■ PROBLEMS AND TASKS
• 1. Answer these from the passage on bushcraft:
(a) Whose skills and knowledge does the bushcrafter learn and appreciate?
(b) What two things does the writer say could be made from tulip poplar bark?
(c) Where does the text say humans needed to survive?
• 2. Reproduce the stretch of the passage on bushcraft from "The main benefit" through "is all about.".

■ EXTRACT PROVIDED
So the bushcrafter learns and appreciates the skills and knowledge of the people from before the industrial revolution. They don’t expect to live off the land and shun the use of modern technology. They simply want to become more in tune and closer to the environment in which we live, and what better way to do that than by using the materials found nearby.


Now that I spent the first few paragraphs explaining bushcrafting, I will try to explain some of the benefits I get from doing bushcraft.


The main benefit I get is, ironically enough, because bushcraft is mostly physical activity, a cognitive one. Ask yourself how many tulip poplars you passed by in your life, and have you ever once imagined that you could make a knife sheath or a basket to carry water in with its bark and consider that there are infinite items like this to be made from natural materials all around us in everyday life. So from my point of view, this part of us humans is dialed into innovation and outside-the-box thinking, which is an integral part of bushcraft. Taking the raw materials from nature and making useful items that have aided in human survival is what bushcraft is all about.

The real underlying benefit of bushcraft is tapping directly into human creativity at its earliest stages by connecting with our ancient side. I believe that humans feel better about themselves when they are participating in activities in which we need to survive on the African savanna. We needed to make tools, so we looked at nature in its raw form and figured out how to manipulate those materials to bring about better chances for survival. Just look where we ended up? We put a guy on the moon!! Impressive, but many of us have lost track of the baby steps it took to get us there, and those are the very same baby steps that lead us back to mother nature.

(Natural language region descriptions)
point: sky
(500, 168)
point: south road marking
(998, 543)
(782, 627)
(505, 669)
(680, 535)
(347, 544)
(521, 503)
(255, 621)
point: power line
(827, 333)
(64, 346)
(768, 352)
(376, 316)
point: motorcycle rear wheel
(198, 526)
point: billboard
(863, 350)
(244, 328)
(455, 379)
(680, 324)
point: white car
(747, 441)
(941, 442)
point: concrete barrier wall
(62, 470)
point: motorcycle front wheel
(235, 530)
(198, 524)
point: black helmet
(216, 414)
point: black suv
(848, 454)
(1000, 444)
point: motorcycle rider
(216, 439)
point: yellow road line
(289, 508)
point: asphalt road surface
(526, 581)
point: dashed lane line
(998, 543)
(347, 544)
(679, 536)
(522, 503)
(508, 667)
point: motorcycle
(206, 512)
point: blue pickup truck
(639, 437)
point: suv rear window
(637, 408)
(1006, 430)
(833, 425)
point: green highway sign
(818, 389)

--

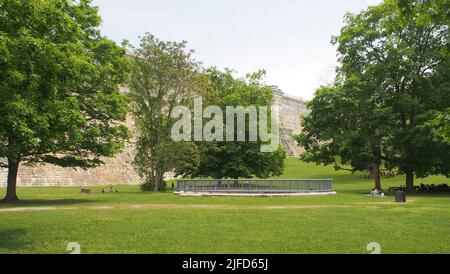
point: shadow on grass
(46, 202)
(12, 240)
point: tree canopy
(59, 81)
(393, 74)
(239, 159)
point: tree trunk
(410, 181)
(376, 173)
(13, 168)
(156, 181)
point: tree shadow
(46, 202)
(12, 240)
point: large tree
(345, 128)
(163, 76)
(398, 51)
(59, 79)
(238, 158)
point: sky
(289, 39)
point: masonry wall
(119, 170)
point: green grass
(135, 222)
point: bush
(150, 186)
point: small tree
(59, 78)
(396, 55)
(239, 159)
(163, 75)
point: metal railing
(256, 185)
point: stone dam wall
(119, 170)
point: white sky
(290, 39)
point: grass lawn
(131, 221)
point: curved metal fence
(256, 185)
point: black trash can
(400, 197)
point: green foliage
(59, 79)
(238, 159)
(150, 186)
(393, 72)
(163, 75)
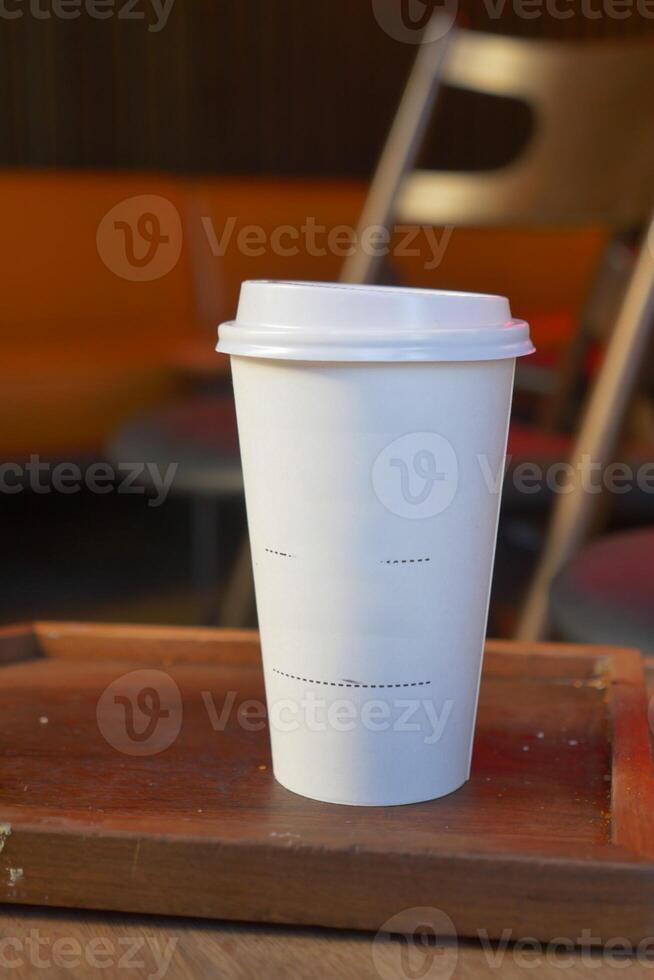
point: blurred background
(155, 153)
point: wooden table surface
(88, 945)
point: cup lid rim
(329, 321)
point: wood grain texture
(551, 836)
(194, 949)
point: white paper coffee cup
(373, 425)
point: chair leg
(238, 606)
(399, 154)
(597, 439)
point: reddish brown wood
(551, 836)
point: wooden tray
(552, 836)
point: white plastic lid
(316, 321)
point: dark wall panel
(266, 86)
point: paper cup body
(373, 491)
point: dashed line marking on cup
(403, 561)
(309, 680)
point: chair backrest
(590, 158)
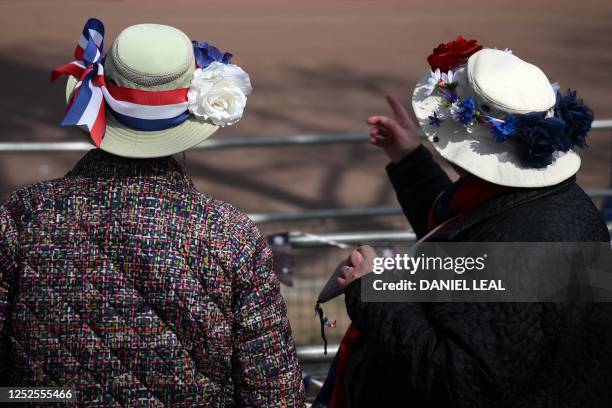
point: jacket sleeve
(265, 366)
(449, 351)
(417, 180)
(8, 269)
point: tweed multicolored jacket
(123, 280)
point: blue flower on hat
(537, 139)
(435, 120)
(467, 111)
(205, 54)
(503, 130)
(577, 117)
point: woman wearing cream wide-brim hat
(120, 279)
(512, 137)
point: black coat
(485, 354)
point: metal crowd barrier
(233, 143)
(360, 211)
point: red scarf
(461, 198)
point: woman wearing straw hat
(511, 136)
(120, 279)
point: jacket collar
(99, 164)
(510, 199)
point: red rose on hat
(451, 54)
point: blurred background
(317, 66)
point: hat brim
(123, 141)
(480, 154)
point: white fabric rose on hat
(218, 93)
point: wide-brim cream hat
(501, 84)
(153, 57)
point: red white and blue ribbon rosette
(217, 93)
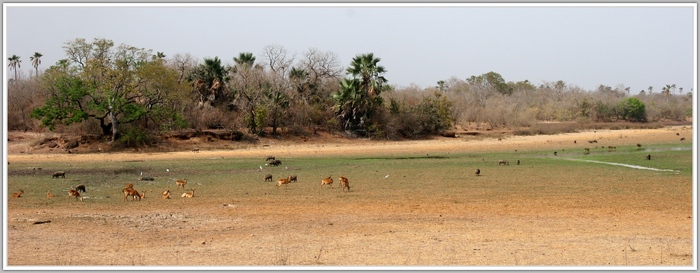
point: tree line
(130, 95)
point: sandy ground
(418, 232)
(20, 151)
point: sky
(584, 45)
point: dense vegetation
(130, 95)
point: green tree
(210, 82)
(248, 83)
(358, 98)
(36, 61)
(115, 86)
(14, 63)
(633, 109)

■ COMPLETED EXERCISE
• 1.
(a) The people from before the industrial revolution.
(b) A knife sheath or a basket to carry water in.
(c) On the African savanna.

• 2.
The main benefit I get is, ironically enough, because bushcraft is mostly physical activity, a cognitive one. Ask yourself how many tulip poplars you passed by in your life, and have you ever once imagined that you could make a knife sheath or a basket to carry water in with its bark and consider that there are infinite items like this to be made from natural materials all around us in everyday life. So from my point of view, this part of us humans is dialed into innovation and outside-the-box thinking, which is an integral part of bushcraft. Taking the raw materials from nature and making useful items that have aided in human survival is what bushcraft is all about.